## Source document
>>>

Quick insights
OpenAI’s GPT-4 Turbo and GPT-4o models stand out as top performers for enterprise use, excelling in both enterprise readiness and business performance metrics with high scores in functionality, usability, and integration. Google’s Gemini Pro also shines with exceptional accessibility and strong overall performance, making it a solid choice for organizations prioritizing ease of deployment. This quarter’s new entrant, Alibaba's Qwen Max, boasts a high business performance score despite moderate enterprise readiness. For cost-effective solutions, Mistral’s Large v2 model offers high cost-efficiency while maintaining reasonable performance, appealing to budget-conscious enterprises.
It’s clear from this initial Leaderboard that different models excel in different areas, which suggests that the optimal choice of LLM can vary significantly depending on specific business applications.
One of our top priorities for the LLM Leaderboard is to ensure that it continually reflects the rapidly evolving AI needs of Kearney’s enterprise clients. We will achieve this by frequently adjusting the weights of the Leaderboard’s parameters, and tailoring the Leaderboard to each client’s specific needs—drawing upon our experts’ business expertise and our understanding of each organization’s unique requirements.
For example, a customer-focused company might place an especially high priority on usability, while an academic team might emphasize training dataset quality. Some enterprises might want to use the Leaderboard to provide ongoing support in assessing current capabilities and gaps; others might value metrics assessing compatibility with specific cloud providers or other tech partners.
To explain how the Leaderboard will evaluate LLMs, we provide below a summary of our methodology: our framework for comparing the relevant market options; the criteria the Leaderboard will use to make those comparisons; and our strategy for establishing the most useful and responsive evaluations over time.
Given the inherently dynamic and fluid nature of AI, we are designing the LLM Leaderboard to be as nimble and responsive as possible. Our plan to publish a new Leaderboard each quarter will allow us to balance the need for timeliness with the value of collecting actionable data over a meaningful period.
We fully expect that the criteria and approaches we use will evolve over time—just like the technologies we are measuring. We will continually ensure that the LLM Leaderboard reflects an accurate “state of play” in the market, including all of the models likeliest to be considered by executives for their organizational AI needs.
Toward this end, Kearney will continue to survey businesses to refine the Leaderboard, so that it continues to address the priorities, needs, and expectations of a rapidly evolving market.
The leaderboard will be regularly augmented with newer models, to capture the most current snapshot of the technological and competitive landscape.
Our foremost objective for the LLM Leaderboard is to ensure that it remains a highly useful resource for executives and organizations seeking to understand this fascinating—and rapidly evolving—technology.

<<<

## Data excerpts
>>>

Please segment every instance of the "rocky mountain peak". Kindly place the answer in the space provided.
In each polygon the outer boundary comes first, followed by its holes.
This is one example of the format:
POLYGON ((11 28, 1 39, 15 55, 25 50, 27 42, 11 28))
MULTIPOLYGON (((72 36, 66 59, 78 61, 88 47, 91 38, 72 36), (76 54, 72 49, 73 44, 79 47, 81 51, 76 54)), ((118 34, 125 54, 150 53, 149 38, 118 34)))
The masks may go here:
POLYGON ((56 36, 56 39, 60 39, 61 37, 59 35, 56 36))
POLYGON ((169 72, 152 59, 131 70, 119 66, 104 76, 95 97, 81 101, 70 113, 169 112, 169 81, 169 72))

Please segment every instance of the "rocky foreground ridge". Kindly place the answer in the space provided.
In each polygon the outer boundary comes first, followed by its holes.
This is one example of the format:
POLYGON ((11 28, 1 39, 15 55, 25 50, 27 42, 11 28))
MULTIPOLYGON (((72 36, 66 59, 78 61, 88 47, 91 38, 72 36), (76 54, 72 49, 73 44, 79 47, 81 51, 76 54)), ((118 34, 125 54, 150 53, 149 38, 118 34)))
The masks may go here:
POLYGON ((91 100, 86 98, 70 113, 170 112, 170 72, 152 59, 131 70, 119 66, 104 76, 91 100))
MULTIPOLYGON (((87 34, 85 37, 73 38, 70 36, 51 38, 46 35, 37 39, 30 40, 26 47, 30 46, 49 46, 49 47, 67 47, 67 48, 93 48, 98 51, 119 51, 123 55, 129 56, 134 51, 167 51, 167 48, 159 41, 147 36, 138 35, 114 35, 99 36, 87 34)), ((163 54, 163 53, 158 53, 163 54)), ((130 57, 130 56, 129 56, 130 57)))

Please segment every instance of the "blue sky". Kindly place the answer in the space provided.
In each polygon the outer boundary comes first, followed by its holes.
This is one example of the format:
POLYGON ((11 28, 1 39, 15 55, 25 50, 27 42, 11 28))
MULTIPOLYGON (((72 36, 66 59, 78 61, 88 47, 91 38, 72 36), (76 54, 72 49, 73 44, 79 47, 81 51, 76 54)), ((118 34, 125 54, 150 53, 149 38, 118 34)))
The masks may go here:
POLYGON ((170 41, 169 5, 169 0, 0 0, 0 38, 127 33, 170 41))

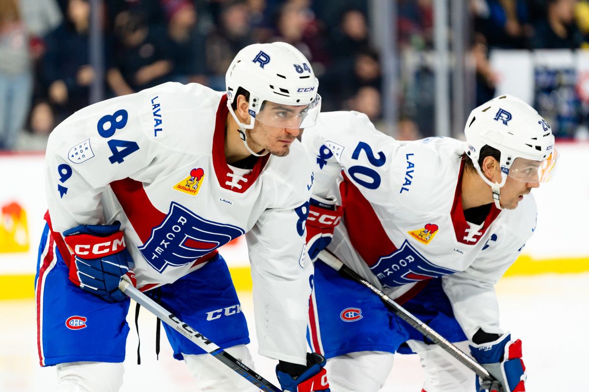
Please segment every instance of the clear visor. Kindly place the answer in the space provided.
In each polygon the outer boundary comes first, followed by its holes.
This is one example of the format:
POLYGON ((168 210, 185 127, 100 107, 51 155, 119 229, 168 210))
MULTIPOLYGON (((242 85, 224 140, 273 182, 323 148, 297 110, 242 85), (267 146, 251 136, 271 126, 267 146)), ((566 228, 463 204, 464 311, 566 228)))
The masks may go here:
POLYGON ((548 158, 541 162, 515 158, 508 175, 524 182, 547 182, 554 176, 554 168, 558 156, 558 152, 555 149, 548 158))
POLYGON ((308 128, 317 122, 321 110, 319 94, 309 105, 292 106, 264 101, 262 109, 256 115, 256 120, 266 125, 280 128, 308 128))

<<<
>>>

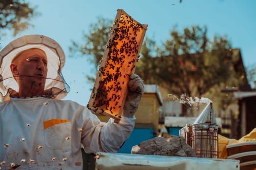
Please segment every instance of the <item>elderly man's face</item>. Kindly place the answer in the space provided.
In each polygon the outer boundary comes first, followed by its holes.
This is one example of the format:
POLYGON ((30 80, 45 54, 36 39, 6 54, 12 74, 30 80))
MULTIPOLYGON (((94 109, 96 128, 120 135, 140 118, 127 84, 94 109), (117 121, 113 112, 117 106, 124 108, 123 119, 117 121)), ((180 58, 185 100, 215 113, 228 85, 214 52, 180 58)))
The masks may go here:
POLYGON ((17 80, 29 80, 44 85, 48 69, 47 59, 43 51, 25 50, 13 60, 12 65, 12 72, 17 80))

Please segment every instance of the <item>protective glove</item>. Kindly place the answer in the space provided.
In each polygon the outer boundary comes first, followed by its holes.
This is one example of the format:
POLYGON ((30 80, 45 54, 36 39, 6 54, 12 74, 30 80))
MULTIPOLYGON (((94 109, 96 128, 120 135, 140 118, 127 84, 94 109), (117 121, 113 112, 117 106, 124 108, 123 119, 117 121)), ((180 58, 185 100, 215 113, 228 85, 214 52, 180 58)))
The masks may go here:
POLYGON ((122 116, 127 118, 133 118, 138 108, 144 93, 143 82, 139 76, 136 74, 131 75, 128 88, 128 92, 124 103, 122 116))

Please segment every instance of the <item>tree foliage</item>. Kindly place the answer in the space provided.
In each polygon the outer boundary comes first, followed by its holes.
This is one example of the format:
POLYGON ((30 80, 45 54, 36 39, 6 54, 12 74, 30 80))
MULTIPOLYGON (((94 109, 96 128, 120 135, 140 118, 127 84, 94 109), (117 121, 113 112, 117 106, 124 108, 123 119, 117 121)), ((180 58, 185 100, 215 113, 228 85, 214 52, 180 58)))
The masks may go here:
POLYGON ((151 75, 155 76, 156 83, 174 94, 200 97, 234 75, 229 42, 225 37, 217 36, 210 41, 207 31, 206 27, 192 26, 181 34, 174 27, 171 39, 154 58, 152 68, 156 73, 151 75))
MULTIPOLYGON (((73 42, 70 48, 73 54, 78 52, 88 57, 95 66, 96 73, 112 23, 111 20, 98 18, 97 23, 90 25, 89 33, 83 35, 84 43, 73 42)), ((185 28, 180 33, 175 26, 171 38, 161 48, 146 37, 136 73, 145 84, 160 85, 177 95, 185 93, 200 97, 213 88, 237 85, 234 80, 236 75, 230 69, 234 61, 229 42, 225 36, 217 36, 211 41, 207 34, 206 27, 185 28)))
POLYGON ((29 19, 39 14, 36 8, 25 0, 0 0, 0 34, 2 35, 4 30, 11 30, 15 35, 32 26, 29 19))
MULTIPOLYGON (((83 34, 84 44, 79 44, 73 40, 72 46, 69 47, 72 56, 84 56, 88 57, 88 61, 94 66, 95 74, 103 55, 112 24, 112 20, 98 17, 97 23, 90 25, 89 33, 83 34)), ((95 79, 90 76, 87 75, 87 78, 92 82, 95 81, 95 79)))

<<<
>>>

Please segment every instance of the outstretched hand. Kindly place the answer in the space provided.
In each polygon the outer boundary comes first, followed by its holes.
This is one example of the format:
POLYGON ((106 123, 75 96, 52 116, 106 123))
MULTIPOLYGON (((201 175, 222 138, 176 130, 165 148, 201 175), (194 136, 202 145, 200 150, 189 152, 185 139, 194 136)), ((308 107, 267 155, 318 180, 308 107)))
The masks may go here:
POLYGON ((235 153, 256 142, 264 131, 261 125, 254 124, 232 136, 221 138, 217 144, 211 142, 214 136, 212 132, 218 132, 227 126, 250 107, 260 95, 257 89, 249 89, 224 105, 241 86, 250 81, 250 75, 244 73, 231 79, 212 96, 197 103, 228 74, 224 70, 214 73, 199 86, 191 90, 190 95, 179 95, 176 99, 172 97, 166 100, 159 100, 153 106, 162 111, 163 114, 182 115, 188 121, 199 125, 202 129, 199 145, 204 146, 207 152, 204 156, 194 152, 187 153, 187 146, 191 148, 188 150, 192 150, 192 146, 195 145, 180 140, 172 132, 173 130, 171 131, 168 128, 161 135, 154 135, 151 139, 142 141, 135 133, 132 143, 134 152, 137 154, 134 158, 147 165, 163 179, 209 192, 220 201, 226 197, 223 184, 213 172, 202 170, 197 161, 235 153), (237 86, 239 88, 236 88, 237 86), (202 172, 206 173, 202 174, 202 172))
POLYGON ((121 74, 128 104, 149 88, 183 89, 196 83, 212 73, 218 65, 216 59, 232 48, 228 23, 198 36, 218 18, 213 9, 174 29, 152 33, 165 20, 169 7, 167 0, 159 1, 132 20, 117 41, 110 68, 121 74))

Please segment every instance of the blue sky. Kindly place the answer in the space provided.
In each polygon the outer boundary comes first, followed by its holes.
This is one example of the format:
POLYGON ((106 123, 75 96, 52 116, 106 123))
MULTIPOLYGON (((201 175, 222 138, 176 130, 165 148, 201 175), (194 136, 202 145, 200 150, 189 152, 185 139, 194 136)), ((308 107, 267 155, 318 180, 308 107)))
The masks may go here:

<<<

## Task set
**a.** How often does the LLM Leaderboard text say a new Leaderboard will be published?
**b.** Transcribe the part of the LLM Leaderboard text starting with "Quick insights" and going on through "to budget-conscious enterprises.".
None of the entries are needed here; only the LLM Leaderboard text is used.

## Answers to the exercise
**a.** Each quarter.

**b.**
Quick insights
OpenAI’s GPT-4 Turbo and GPT-4o models stand out as top performers for enterprise use, excelling in both enterprise readiness and business performance metrics with high scores in functionality, usability, and integration. Google’s Gemini Pro also shines with exceptional accessibility and strong overall performance, making it a solid choice for organizations prioritizing ease of deployment. This quarter’s new entrant, Alibaba's Qwen Max, boasts a high business performance score despite moderate enterprise readiness. For cost-effective solutions, Mistral’s Large v2 model offers high cost-efficiency while maintaining reasonable performance, appealing to budget-conscious enterprises.